───── Given text ─────

Objectives Response to platinum-based chemotherapy is considered to be one of the most important prognostic factors in recurrent ovarian cancer. Women with primary platinum resistance (PPR) have poor prognosis. Less is known regarding outcome in patients with secondary, acquired platinum resistance (SPR).
We evaluated response to treatment and survival in patients with PPR compared to patients with SPR.
Methods This retrospective cohort study included patients treated for ovarian, tubal and primary peritoneal cancer in Wolfson Medical Center during the years 2000–2015. The patients were categorized as PPR (disease recurrence less than 6 months after completing first line platinum based chemotherapy) and SPR (previously platinum sensitive disease that developed platinum resistance on subsequent treatments).

───── Material supplied ─────

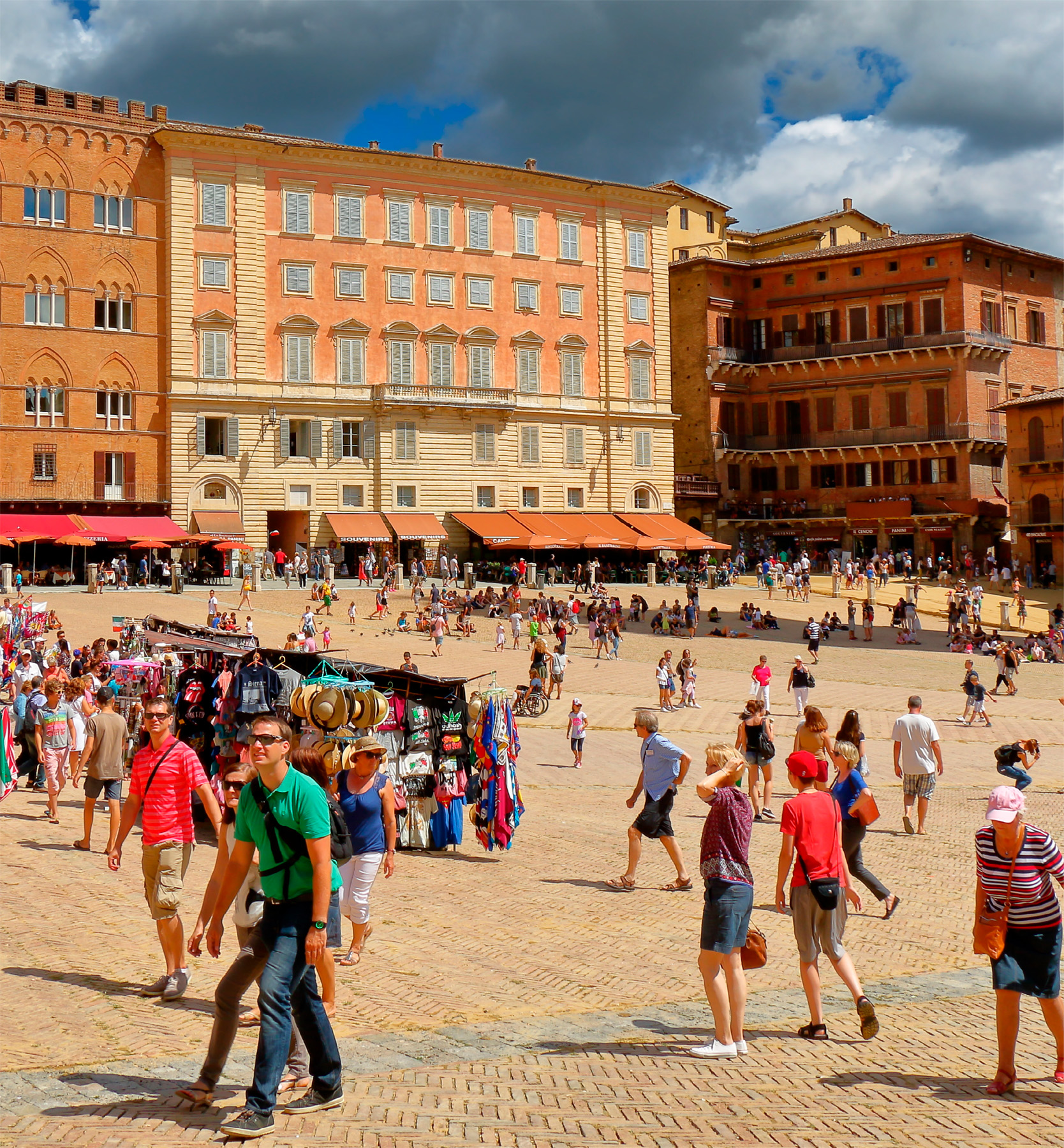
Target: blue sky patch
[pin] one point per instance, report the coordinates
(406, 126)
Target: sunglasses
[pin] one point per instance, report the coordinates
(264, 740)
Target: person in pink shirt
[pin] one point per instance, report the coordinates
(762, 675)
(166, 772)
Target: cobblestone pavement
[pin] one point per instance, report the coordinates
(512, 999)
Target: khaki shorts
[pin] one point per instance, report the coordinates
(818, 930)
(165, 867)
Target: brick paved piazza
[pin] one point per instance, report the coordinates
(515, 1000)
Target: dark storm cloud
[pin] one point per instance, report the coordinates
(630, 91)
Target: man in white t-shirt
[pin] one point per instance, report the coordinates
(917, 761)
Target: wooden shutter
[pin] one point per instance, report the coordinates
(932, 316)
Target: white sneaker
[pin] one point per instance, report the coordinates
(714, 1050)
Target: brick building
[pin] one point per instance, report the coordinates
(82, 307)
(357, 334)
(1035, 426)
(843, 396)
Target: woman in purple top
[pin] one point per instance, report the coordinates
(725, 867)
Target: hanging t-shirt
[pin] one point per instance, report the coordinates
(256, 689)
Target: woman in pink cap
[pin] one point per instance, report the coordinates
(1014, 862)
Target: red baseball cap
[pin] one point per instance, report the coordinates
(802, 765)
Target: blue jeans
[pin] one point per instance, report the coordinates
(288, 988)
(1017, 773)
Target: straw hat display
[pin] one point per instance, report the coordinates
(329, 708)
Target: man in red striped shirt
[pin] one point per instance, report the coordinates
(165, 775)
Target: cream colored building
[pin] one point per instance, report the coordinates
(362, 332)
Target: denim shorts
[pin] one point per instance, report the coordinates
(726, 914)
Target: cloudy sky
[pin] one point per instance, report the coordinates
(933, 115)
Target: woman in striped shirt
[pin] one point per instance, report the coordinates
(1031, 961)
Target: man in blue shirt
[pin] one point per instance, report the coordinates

─────
───── Material supplied ─────

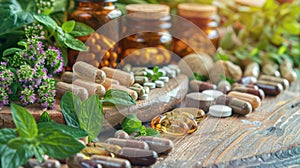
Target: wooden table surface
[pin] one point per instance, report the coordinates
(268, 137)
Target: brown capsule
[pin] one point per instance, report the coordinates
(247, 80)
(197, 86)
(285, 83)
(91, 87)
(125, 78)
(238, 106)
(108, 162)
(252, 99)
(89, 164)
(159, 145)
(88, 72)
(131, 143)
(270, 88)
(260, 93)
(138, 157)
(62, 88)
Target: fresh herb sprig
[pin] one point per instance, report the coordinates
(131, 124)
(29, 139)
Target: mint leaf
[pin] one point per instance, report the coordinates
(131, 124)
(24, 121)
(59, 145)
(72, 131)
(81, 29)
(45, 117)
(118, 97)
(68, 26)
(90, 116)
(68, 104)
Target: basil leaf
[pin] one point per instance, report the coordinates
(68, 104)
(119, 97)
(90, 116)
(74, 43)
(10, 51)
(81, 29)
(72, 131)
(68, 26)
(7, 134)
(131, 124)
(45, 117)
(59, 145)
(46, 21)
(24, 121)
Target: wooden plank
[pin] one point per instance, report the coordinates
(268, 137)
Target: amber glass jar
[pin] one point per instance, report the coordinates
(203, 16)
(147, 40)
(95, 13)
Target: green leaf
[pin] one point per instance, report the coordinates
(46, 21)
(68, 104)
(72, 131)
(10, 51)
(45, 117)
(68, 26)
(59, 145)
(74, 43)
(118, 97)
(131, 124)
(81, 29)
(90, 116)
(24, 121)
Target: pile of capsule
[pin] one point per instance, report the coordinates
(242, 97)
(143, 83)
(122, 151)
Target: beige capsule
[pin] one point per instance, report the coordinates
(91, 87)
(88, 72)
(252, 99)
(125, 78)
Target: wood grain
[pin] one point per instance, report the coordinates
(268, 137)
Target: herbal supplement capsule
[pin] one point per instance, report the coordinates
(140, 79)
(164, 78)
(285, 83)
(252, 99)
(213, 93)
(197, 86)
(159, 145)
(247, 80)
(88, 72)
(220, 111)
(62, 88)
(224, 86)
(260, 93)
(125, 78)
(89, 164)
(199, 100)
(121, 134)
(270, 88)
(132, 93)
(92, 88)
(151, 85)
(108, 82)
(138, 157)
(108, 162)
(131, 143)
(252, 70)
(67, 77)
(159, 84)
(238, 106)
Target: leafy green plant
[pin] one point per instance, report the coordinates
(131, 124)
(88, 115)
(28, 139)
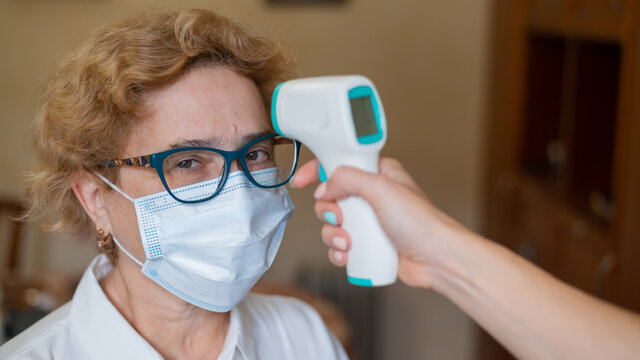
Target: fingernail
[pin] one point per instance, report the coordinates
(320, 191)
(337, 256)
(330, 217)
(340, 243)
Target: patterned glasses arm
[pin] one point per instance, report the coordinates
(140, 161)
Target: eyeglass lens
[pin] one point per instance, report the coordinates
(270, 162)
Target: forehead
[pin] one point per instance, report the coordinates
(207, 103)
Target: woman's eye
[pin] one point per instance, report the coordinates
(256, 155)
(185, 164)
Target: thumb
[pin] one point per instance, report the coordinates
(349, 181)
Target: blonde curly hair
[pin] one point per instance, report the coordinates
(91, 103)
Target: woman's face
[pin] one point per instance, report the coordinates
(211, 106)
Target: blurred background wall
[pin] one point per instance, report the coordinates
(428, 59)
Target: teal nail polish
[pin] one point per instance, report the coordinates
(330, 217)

─────
───── Material supplied ─────

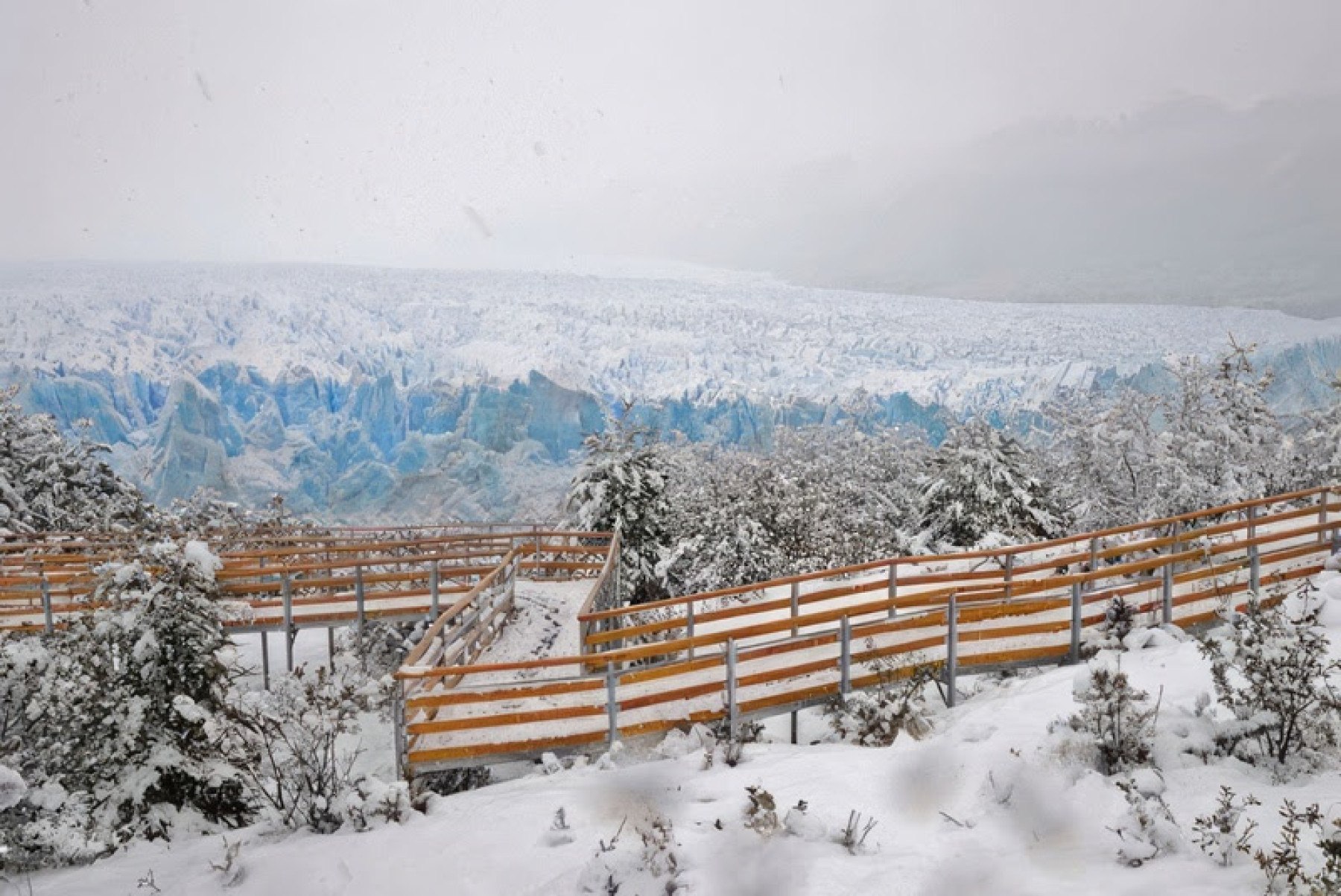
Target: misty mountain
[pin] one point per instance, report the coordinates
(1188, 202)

─────

**Exercise aim:** Please continue the ovarian cancer platinum resistance study abstract above from where it stops.

**Result of this task:**
Results 118 patients were included in this study, 60 had PPR and 58 developed SPR. The SPR women had significantly higher rate of optimal debulking during their upfront and interval operations, significantly lower CA-125 levels during their primary treatment and significantly higher complete and partial response rate to primary chemotherapy. Nevertheless, once platinum resistance appeared, no significant difference in survival was observed between the two groups. The median PFS was 2 month in the PPR group and 0.83 month in the SPR group. Also, no significant difference was found in OS, median of 17.63 month in the PPR and 20.26 month in the SPR group.
Conclusions Platinum resistance is an important prognostic factor in women with ovarian cancer. Even with good response to primary surgery and chemotherapy, once platinum resistance appears the disease course is similar to patients with primary resistance.